[Object outline annotations]
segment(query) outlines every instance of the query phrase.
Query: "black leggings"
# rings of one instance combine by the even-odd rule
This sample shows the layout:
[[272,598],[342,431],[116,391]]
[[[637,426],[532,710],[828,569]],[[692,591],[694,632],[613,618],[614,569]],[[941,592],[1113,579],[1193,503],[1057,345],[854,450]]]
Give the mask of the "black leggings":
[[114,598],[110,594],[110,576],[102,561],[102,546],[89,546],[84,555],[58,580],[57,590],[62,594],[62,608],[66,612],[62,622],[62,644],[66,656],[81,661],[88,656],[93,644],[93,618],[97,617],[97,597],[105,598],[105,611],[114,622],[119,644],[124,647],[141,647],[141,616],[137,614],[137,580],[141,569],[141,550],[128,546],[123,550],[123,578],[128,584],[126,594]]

Written request: Rewrite the data above with each "instance" changed to "object", leaving everything else the same.

Result of the task:
segment(query) outlines every object of the query phrase.
Query: "black leggings"
# rings of one object combine by the even-odd rule
This sample shows the layout:
[[272,598],[342,431],[116,391]]
[[[637,426],[532,710],[828,569]],[[692,591],[694,632],[613,618],[614,569]],[[941,592],[1113,579],[1193,503],[1057,345],[854,450]]]
Give the mask of the "black leggings":
[[114,598],[110,594],[110,576],[102,561],[102,546],[89,546],[84,555],[58,580],[57,590],[62,594],[62,608],[66,612],[62,622],[62,644],[66,656],[81,661],[88,656],[93,644],[93,618],[97,617],[97,597],[105,598],[105,611],[114,622],[119,644],[124,647],[141,647],[141,616],[137,614],[137,580],[141,569],[141,550],[128,546],[123,550],[123,578],[128,584],[126,594]]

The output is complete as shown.